- SHORT PROBLEM -
In the email thread on inode time fields below, why would placing the time members directly in the inode as separate seconds and nanoseconds fields be an advantage?

On Mon, Dec 14, 2015 at 3:52 AM, Arnd Bergmann arnd@arndb.de wrote:
On Friday 11 December 2015 20:47:02 Deepa Dinamani wrote:
So this makes a lot of sense now. If it's the only use of timespec64_to_inode_time/inode_time_to_timespec64, you could also open-code that in the macro and avoid introducing the macro to start with.
This is how I had it to begin with. But, I think having this in separate function makes the code more modular. Are we trying to minimize number of functions?
Generally the optimization should prefer readability and performance. I was thinking here that the code is easier to follow if there is only one intermediate step that we introduce rather than two.
Another option would be to drop the structure entirely and put the members directly into the inode as i_atime_sec/i_atime_nsec/i_mtime_sec/ etc. That would also avoid marking the 64-bit members as 'packed', which may be inefficient on some CPU architectures.
I considered this option. This would need weird way of adding the fields: iatime_sec; imtime_sec; ictime_sec; iatime_nsec; iatime_nsec; ictime_nsec;
Yes, this is what I had in mind. In David Howells' xstat syscall series, they are done the same way, including in user space. The main advantage is that all fields are naturally aligned, so they take a couple of cycles less to access than a misaligned 64-bit field on certain architectures.
And based on if anybody rearranges these fields while adding new ones, we might have different kind of packing. While the struct is guaranteed to have 12 bytes always.
The inode structure is generally highly optimized, we wouldn't mindlessly rearrange things in general. We can definitely try out both, and it's easy to change afterwards when more comments come in, as long as the accessor is able to cope with either format.

Items listed in a dataset
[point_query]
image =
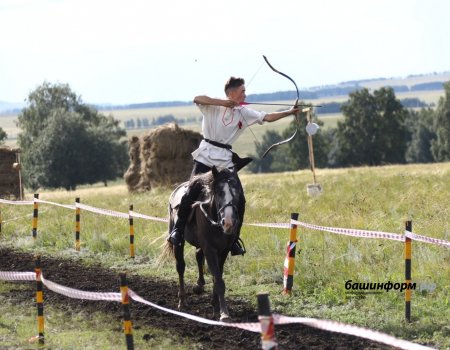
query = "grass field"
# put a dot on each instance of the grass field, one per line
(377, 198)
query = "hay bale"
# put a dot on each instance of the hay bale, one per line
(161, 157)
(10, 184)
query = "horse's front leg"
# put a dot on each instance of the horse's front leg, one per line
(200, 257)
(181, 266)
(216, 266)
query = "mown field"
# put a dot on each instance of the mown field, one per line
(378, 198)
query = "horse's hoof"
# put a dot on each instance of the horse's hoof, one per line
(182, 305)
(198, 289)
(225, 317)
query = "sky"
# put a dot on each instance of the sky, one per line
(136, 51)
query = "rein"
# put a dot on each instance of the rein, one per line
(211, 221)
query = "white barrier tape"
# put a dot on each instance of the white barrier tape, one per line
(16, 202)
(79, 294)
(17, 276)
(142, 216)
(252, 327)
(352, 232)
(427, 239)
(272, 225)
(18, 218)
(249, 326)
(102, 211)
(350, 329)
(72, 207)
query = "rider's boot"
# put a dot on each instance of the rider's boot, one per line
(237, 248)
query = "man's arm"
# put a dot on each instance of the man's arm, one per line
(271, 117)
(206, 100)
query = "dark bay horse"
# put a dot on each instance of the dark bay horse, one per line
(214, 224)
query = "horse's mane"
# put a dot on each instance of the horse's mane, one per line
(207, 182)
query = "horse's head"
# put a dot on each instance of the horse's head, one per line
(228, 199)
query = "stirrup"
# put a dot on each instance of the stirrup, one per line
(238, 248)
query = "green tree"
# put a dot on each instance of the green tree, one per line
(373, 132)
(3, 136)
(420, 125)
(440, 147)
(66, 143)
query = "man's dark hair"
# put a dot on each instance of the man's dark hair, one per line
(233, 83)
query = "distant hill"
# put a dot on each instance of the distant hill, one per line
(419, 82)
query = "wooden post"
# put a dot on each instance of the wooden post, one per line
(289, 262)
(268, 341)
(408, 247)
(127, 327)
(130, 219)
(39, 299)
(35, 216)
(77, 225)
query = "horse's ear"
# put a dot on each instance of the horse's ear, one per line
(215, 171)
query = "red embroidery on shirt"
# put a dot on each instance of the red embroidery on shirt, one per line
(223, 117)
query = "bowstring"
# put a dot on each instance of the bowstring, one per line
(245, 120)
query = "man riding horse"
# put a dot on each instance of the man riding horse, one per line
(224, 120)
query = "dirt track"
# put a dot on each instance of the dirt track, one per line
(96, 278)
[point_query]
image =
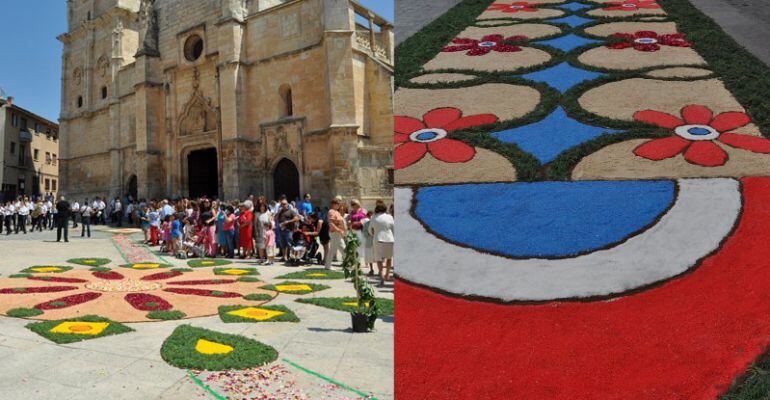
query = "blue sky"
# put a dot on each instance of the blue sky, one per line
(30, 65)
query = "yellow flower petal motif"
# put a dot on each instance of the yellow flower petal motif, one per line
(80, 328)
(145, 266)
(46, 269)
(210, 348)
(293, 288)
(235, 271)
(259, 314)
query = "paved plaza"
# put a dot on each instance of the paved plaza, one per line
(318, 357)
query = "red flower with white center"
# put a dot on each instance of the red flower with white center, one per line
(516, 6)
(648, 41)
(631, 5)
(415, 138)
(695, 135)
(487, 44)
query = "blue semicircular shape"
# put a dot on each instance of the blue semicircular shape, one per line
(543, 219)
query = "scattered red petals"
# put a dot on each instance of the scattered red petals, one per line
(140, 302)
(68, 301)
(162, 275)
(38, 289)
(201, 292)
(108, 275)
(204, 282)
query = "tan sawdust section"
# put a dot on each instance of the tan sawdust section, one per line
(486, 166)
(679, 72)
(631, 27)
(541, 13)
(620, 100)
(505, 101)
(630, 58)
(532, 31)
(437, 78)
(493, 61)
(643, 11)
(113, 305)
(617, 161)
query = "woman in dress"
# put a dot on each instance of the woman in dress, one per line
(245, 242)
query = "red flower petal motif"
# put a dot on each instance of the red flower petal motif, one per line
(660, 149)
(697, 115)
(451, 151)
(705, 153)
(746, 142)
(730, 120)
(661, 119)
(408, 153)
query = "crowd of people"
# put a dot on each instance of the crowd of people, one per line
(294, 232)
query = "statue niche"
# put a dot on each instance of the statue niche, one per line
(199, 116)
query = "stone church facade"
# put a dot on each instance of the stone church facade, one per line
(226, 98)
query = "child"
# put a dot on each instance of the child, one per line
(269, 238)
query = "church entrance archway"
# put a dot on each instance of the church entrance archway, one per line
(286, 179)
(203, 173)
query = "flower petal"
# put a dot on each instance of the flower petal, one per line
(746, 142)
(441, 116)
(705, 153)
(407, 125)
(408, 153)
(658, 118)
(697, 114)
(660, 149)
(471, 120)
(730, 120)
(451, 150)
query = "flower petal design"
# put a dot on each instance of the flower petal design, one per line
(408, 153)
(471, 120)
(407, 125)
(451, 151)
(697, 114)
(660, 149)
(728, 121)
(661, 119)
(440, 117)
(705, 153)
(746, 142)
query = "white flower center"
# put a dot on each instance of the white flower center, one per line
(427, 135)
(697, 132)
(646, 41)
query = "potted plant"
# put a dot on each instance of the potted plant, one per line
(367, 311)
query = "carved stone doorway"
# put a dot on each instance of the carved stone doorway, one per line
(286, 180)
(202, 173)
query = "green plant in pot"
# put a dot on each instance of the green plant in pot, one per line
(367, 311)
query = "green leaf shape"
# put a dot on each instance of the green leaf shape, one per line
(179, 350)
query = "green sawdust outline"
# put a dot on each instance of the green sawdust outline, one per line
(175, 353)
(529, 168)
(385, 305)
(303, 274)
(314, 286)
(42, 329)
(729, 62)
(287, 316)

...

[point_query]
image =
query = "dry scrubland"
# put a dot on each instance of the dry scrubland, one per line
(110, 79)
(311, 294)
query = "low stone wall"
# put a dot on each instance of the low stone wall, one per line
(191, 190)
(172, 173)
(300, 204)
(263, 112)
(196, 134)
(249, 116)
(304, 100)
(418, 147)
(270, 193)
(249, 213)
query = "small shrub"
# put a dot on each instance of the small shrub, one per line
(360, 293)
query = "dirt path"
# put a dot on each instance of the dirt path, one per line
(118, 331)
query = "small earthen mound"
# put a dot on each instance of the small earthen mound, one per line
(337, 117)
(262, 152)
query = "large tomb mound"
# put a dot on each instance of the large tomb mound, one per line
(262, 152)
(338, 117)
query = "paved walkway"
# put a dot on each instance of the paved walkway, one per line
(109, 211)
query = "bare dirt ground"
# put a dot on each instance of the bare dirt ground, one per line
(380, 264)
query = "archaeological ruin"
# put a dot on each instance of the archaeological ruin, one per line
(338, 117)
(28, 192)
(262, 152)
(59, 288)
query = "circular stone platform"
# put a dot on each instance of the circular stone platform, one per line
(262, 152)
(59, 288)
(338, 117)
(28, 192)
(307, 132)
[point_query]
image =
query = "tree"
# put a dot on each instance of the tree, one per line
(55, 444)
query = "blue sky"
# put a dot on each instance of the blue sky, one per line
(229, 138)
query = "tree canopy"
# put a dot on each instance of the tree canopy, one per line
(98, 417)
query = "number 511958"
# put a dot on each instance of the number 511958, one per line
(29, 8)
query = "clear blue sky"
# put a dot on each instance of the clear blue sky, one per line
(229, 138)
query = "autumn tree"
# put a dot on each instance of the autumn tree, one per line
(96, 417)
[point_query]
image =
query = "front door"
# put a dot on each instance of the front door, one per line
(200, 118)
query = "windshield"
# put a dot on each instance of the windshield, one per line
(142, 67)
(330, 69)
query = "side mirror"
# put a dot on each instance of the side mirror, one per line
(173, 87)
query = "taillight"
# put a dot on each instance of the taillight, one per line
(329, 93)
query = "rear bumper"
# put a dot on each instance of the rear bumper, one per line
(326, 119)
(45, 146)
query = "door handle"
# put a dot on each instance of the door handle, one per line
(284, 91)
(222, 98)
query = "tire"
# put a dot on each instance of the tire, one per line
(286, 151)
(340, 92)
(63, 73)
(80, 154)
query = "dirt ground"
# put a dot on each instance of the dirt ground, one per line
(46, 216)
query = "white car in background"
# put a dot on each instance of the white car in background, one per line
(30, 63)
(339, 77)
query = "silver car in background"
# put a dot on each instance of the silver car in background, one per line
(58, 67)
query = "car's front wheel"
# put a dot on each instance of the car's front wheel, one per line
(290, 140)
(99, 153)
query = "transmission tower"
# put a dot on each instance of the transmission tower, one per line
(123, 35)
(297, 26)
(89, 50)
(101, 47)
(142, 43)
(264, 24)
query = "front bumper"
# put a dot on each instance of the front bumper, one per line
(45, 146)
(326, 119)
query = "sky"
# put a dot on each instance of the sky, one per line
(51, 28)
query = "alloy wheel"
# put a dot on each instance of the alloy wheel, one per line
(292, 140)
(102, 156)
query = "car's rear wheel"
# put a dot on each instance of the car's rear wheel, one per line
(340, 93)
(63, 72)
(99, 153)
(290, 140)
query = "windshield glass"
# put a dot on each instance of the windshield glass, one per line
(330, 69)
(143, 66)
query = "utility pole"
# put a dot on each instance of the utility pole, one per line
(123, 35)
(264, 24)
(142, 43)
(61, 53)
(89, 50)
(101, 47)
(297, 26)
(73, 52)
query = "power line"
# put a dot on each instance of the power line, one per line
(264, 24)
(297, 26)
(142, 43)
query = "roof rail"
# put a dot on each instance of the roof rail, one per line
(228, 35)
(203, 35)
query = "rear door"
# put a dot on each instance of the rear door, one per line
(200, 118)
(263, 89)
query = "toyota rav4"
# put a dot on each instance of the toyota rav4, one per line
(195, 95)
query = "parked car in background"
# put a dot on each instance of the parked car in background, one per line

---

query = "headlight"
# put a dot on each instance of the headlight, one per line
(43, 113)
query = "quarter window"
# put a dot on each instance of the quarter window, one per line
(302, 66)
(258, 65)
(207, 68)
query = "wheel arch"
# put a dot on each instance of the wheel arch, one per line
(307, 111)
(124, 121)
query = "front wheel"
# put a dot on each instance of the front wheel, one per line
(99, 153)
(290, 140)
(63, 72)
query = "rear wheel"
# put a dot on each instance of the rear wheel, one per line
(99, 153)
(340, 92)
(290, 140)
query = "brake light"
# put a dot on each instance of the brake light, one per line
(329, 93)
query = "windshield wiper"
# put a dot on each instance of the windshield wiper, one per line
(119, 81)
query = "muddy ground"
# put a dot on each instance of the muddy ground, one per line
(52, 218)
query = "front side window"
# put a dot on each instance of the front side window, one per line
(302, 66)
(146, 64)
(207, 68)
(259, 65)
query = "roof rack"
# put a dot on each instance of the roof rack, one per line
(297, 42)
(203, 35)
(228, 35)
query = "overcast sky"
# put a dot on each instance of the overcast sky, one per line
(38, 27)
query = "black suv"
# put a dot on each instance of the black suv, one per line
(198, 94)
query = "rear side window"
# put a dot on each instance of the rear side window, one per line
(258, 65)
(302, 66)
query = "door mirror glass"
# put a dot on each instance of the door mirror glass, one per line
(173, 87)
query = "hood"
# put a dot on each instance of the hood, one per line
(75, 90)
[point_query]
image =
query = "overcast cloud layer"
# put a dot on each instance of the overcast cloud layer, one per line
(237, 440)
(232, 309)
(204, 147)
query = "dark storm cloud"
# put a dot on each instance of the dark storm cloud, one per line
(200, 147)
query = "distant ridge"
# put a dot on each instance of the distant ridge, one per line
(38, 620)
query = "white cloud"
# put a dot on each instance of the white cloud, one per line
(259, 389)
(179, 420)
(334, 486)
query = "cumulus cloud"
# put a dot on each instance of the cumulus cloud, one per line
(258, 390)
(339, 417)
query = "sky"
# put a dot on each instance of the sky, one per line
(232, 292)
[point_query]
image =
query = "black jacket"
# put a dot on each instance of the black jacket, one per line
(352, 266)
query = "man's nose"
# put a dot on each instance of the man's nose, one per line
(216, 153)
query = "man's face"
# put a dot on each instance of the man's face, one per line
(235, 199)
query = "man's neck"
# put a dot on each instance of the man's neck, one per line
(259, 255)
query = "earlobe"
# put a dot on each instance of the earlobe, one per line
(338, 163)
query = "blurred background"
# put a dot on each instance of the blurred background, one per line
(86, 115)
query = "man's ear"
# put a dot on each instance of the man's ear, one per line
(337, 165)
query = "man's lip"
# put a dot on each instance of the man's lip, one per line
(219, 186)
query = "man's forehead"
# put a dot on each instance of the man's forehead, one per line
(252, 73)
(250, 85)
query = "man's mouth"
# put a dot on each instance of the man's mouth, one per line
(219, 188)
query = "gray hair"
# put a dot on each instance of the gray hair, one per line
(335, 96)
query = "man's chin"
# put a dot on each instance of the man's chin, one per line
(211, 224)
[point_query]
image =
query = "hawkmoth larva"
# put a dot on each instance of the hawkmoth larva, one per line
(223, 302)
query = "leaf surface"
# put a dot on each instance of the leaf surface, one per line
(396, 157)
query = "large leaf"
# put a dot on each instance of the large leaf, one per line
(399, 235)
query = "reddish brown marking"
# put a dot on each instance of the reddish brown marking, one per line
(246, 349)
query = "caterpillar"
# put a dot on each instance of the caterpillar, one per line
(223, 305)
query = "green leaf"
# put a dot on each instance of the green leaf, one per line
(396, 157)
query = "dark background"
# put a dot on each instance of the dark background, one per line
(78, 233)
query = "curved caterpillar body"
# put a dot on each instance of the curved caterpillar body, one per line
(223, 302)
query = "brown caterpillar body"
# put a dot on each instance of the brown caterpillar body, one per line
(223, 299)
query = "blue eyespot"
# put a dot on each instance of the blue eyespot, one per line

- TASK OUTPUT -
It avoids marking the 64-bit members as 'packed', which may be inefficient on some CPU architectures. With that layout all fields are naturally aligned, so on certain architectures they take a couple of cycles less to access than a misaligned 64-bit field.